- [JOB]:
Copy the records below word for word, from their first line through the line that holds "[[[134,449],[139,466],[180,466],[180,457],[160,444],[160,442]]]", including that line.

- [Stored data]:
---

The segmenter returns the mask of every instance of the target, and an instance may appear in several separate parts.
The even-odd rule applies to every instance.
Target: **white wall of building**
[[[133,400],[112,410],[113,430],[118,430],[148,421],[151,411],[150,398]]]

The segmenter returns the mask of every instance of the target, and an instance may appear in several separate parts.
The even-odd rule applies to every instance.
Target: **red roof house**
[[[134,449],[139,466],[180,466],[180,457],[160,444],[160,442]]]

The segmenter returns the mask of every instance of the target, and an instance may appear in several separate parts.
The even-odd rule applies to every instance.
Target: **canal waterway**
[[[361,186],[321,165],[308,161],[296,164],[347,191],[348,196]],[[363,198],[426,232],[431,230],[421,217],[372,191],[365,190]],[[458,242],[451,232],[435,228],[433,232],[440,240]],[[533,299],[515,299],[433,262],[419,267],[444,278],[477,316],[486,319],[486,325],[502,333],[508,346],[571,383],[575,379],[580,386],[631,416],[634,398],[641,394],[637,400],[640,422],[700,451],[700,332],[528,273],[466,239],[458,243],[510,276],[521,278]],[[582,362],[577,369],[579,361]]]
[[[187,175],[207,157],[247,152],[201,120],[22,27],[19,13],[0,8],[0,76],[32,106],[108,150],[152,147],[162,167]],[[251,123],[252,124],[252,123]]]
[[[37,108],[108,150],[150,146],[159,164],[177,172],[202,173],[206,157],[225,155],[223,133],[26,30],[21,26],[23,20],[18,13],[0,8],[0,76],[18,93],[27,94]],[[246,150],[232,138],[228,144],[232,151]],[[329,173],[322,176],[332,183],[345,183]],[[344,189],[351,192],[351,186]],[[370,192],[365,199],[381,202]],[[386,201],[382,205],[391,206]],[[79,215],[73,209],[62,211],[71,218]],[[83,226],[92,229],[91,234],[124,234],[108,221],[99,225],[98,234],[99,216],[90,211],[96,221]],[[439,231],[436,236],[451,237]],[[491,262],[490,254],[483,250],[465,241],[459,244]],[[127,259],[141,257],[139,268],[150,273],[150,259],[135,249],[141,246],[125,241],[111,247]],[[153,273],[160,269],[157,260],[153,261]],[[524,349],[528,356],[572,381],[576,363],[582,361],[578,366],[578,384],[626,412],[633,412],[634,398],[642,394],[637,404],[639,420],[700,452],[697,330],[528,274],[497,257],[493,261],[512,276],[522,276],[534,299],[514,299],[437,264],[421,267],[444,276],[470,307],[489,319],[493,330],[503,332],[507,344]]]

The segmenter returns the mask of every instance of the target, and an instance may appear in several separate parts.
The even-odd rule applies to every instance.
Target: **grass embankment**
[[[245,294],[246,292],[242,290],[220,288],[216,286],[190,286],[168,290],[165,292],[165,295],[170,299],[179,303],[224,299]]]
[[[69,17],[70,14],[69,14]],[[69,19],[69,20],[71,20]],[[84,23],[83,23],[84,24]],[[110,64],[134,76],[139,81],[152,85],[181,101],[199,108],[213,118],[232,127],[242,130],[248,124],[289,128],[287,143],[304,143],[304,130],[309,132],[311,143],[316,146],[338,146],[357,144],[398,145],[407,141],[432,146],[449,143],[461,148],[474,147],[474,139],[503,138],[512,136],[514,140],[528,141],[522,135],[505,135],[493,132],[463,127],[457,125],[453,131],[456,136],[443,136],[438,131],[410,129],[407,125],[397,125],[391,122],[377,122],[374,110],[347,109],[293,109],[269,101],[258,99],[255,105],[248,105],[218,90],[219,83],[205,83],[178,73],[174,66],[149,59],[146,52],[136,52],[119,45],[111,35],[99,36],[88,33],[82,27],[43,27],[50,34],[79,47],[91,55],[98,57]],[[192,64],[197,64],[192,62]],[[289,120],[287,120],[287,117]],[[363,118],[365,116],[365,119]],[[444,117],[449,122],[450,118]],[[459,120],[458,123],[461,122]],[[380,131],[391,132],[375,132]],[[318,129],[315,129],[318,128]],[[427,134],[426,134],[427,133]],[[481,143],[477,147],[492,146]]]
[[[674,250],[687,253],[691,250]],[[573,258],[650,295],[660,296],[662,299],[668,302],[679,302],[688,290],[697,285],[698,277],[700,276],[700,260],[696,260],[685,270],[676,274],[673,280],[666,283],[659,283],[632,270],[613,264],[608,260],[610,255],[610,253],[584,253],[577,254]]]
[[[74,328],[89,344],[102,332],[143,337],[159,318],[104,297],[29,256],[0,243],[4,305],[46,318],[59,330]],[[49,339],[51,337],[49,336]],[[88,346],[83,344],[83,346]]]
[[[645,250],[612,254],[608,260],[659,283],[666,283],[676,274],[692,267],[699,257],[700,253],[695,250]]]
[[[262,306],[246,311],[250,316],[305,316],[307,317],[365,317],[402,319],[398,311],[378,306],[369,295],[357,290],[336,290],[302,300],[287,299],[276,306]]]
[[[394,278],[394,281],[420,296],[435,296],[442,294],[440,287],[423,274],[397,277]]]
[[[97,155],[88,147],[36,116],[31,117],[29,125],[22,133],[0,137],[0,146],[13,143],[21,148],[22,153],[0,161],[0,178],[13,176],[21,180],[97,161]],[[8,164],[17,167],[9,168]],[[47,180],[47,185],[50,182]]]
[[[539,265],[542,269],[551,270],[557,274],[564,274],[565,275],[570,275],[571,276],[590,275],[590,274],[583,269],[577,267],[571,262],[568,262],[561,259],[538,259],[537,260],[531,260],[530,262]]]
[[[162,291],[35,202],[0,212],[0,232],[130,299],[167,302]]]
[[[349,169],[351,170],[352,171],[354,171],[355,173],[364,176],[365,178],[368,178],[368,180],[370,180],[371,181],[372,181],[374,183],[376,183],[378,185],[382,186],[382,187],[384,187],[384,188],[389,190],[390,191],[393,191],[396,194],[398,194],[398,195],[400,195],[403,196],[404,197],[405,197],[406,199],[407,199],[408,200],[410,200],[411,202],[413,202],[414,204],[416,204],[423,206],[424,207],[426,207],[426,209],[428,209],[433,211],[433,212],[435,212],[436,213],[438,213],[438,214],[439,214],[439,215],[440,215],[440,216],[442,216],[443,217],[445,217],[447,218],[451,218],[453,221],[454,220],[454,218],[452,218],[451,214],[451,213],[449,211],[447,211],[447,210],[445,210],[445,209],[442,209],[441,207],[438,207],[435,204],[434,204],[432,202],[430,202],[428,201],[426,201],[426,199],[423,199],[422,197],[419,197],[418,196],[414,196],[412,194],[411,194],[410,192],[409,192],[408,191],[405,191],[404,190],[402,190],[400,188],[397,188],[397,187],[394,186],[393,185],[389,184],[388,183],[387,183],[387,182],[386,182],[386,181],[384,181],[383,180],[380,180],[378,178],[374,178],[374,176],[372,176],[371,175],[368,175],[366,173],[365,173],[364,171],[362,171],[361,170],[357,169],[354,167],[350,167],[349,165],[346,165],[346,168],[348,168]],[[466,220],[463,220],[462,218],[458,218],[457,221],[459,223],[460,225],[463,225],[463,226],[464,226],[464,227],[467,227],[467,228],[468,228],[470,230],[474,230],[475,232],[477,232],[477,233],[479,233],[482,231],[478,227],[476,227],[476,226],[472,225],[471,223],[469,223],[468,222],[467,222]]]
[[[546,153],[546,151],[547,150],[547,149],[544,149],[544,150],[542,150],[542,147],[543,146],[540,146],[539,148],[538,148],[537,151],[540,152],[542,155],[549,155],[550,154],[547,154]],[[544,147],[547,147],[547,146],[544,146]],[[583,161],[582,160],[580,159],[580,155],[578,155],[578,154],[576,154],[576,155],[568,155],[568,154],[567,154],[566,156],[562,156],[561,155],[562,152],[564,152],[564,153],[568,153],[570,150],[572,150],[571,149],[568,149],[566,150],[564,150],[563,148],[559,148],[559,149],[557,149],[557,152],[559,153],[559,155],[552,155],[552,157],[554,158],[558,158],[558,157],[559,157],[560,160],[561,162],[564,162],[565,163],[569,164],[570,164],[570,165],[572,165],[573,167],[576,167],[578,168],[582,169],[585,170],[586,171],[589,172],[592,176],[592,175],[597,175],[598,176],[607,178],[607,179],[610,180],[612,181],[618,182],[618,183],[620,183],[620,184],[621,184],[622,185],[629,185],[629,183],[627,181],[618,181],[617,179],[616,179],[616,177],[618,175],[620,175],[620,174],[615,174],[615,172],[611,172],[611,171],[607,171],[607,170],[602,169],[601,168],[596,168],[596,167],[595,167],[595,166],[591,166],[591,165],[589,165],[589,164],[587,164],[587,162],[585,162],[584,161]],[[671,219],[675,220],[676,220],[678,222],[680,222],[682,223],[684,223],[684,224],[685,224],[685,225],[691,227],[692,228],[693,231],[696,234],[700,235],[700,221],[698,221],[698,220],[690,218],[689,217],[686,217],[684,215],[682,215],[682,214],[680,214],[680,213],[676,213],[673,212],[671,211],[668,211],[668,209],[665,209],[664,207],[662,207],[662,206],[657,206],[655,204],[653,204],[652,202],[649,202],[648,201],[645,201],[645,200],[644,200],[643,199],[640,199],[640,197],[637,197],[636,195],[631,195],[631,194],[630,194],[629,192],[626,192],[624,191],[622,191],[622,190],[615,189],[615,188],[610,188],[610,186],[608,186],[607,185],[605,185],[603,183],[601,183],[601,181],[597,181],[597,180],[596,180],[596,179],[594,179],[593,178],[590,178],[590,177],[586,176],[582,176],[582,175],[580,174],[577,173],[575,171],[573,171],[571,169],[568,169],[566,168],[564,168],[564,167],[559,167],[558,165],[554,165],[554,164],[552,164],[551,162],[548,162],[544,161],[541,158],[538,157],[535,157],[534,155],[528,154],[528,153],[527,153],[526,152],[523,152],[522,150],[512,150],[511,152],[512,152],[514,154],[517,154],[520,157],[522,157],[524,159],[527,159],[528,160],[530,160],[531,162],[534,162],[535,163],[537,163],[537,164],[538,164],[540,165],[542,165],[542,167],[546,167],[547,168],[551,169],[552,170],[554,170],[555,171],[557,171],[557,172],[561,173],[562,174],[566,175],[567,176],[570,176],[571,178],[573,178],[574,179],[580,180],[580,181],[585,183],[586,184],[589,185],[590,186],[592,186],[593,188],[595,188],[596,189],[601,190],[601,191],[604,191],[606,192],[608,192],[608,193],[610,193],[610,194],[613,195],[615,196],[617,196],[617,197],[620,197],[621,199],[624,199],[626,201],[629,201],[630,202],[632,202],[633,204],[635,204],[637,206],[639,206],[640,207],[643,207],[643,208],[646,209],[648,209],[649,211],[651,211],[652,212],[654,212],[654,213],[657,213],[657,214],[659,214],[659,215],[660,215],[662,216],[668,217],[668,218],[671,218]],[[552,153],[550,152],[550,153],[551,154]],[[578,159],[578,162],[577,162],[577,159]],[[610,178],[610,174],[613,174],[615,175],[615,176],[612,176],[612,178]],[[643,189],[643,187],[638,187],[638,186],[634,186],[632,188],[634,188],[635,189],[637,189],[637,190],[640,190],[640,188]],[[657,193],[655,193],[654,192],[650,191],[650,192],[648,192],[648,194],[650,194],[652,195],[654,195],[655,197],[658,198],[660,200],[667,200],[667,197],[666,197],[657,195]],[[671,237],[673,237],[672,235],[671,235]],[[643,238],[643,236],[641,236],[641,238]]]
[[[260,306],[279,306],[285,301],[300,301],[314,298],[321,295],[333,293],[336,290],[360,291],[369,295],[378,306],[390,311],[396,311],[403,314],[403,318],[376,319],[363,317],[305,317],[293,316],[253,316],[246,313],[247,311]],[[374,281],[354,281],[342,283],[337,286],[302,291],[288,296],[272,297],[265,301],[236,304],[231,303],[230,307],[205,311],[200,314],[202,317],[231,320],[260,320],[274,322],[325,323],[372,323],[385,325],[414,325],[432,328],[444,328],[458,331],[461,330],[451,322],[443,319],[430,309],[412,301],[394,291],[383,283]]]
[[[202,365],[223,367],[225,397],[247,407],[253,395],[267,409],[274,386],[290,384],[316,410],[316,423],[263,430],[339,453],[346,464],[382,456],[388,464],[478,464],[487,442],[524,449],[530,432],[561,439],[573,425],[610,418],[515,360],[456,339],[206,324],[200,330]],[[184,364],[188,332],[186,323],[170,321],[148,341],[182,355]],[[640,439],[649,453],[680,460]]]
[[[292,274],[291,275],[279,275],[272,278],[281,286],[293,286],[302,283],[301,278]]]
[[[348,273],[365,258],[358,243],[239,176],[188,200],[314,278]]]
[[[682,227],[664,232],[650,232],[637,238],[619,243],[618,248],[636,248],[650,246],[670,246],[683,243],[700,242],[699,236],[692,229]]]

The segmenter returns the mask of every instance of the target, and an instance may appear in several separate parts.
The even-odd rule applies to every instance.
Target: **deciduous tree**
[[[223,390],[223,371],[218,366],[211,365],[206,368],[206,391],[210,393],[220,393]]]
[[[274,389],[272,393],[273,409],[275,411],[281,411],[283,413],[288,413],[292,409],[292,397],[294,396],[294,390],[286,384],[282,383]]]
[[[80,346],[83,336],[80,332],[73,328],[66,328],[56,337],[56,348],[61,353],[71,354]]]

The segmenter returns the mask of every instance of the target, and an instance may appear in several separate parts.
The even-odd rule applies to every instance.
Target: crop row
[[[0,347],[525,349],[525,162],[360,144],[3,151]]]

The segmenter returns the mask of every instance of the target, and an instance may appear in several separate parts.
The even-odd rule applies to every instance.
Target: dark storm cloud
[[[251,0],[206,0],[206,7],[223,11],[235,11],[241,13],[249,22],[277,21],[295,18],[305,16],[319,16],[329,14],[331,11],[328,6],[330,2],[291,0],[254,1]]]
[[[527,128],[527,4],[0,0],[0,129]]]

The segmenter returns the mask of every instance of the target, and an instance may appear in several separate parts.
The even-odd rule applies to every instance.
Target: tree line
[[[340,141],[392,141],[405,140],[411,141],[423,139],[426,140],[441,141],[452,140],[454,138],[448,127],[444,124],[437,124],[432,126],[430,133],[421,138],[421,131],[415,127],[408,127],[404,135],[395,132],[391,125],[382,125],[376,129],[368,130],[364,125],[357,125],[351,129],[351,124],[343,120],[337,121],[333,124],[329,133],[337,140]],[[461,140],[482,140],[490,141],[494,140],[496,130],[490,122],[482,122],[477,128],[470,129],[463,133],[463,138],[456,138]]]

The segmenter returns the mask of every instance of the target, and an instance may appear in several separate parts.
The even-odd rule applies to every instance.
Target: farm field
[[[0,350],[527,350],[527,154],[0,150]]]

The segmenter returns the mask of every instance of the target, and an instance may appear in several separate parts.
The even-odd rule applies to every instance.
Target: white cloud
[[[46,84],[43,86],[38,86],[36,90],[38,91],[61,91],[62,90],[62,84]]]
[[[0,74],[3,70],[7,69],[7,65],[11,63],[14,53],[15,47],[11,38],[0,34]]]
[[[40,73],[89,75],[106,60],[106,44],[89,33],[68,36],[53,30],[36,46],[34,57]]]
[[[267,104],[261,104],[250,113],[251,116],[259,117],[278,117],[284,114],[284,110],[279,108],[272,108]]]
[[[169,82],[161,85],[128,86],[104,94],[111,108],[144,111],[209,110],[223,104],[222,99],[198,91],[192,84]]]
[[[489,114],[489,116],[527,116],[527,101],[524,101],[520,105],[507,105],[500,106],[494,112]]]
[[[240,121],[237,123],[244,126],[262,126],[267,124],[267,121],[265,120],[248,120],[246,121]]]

---

- [COMPLETED TASK]:
The segmenter returns the mask of every instance of the target, and an instance may appear in several separate parts.
The even-odd rule applies to every instance.
Target: **white wall of building**
[[[133,400],[112,410],[113,430],[118,430],[148,421],[151,411],[150,398]]]

The segmenter returns the mask of every instance of the target, and an instance may appear in several separate parts.
The even-odd rule applies to every instance.
Target: **red roof house**
[[[134,449],[139,466],[180,466],[180,457],[160,444],[160,442]]]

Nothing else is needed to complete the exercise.